DATA EXTRACT start

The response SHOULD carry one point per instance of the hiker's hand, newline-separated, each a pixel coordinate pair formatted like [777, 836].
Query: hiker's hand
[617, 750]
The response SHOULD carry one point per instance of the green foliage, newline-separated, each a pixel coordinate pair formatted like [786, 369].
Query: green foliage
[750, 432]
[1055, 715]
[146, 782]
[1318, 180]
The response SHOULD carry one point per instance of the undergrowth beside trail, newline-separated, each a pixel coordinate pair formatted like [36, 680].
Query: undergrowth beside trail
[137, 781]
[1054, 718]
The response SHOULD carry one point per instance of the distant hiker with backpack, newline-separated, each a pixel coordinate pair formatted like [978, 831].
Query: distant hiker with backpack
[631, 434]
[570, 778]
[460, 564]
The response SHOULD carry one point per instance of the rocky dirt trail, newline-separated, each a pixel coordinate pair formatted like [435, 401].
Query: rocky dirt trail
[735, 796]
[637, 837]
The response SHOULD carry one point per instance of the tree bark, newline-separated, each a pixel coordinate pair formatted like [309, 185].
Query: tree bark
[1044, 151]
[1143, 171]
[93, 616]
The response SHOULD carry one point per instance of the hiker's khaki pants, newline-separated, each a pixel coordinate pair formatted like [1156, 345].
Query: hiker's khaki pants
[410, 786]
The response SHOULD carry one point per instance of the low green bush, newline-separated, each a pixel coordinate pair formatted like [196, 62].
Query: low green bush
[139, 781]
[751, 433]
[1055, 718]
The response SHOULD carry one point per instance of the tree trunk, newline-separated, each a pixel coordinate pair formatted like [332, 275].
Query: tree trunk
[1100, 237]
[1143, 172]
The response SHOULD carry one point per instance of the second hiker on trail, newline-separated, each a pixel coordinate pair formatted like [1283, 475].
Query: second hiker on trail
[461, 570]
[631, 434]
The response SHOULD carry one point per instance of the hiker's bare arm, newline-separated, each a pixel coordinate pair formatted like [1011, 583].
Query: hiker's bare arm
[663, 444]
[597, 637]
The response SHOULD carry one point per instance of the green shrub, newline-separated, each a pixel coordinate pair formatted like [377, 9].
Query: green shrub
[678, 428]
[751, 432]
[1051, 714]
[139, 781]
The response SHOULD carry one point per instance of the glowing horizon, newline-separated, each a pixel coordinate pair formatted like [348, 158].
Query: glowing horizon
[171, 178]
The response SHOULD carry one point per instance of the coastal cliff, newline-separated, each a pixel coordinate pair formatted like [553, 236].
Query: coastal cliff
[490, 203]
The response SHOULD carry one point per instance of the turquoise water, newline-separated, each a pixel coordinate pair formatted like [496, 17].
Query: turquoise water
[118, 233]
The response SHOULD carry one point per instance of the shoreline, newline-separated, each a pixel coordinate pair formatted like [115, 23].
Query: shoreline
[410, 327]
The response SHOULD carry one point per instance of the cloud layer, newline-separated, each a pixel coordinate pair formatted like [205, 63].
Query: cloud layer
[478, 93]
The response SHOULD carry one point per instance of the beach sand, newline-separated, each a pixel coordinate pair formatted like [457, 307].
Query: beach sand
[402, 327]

DATA EXTRACT end

Starting at the beginning of the records and ending at the line that contains "[1055, 718]", reproduce those lines with "rocky dirt trail" substituted by "rocky gravel trail" and nothing else altered.

The response SHOULD carry one point per instance of the hiker's hand, newline-separated, each a pixel coordinate pair formatted like [777, 836].
Query: hiker's hand
[617, 750]
The response SHOULD carry one point per instance of the green foliage, newline-separated, each a pixel coordinate pair formatted like [786, 369].
Query: green foliage
[750, 432]
[1055, 715]
[146, 782]
[1318, 180]
The response SHOULD carry one point per instance of the undergrowth beside trail, newline-separated, each a pixel coordinate pair formatted like [36, 680].
Query: undergrowth beside trail
[137, 781]
[1054, 718]
The response SHOULD carry one point per instance of the distant hiker with backpack, newline-separated, each a pixel coordinate pair formatted like [978, 831].
Query: distant hiker with backpack
[631, 434]
[570, 778]
[460, 564]
The response SHOULD carry one point per instance of the rocky gravel trail, newline-separated, each a pixel coordinate pair formatted like [435, 401].
Query: rocky gravel trail
[735, 796]
[637, 837]
The response SHOULD carry one point per instance of the tree bark, newline-separated, each a pixel coordinate pair formatted like [309, 185].
Query: tree bark
[1044, 151]
[1143, 171]
[93, 616]
The response SHOULD carry one point per instance of the hiker's khaki pants, newline-separated, each a pixel coordinate pair formatted like [1156, 345].
Query: hiker's khaki pants
[410, 786]
The response SHOULD carry one point per instance of the low green bush, newline-separated, each a pixel coordinate pair formatted like [196, 62].
Query: low green bush
[139, 781]
[751, 433]
[1055, 718]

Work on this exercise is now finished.